**Job A**
In the text on ethnic and gender identity, restate the stretch from "Our research recognises" through "all ethnic communities.", swapping "proud" for "confident".
**Job B**
According to the text on ethnic and gender identity, what share of young people at age 12 identified with more than one ethnicity?

* START Text section *

Ethnic and gender identity at 12 years old
At a population and policy level, how ethnicity and gender are understood and measured has important implications for assessing outcomes and addressing inequities.
The Government’s Child and Youth Wellbeing Strategy 2019 guides the national focus on young people, setting out goals of reducing child poverty, preventing family harm, targeting racism and discrimination and achieving equitable outcomes in the education, social and health sectors (Boston, 2014; Department of the Prime Minister and Cabinet, 2019).
Our research recognises that identity is nuanced and fluid, and that multiple aspects of identity intersect and develop over the life course in relation to a range of structural and social factors.
One third of young people at age 12 identified with more than one ethnicity.
Young people reported that they feel “good”, “happy” and “proud” about their ethnic identity. Results were similar for Māori, Pacific, Asian, MELAA and 'Other' ethnic groups and slightly weaker for the European group.
Overall, the distribution of gender diversity is similar across ethnic groups, emphasising that trans and non-binary young people are part of all ethnic communities.
The choice and type of ethnicity, sex and gender data used in statistical analysis requires careful consideration of equity, deficit-framing, inclusion, and possible methodological bias and limitations.
The ways that trans boys and girls, cisgender boys and girls, and young people with non-binary identities experience and express their gender show some differences. It is important to understand the gender diversity that exists, as well as how that diversity is obscured with analyses that only focus on sex differences.

* END Text section *
* START Data listing *

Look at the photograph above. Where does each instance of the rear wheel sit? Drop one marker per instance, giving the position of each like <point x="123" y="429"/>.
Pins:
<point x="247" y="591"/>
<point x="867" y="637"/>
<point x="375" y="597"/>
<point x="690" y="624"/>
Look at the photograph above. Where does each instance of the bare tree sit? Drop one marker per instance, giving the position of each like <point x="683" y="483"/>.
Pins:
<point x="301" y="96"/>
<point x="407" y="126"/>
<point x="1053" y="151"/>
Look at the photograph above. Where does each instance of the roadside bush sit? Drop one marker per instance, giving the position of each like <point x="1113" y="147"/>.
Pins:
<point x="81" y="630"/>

* END Data listing *

**Exercise result A**
Our research recognises that identity is nuanced and fluid, and that multiple aspects of identity intersect and develop over the life course in relation to a range of structural and social factors.
One third of young people at age 12 identified with more than one ethnicity.
Young people reported that they feel “good”, “happy” and “confident” about their ethnic identity. Results were similar for Māori, Pacific, Asian, MELAA and 'Other' ethnic groups and slightly weaker for the European group.
Overall, the distribution of gender diversity is similar across ethnic groups, emphasising that trans and non-binary young people are part of all ethnic communities.

**Exercise result B**
One third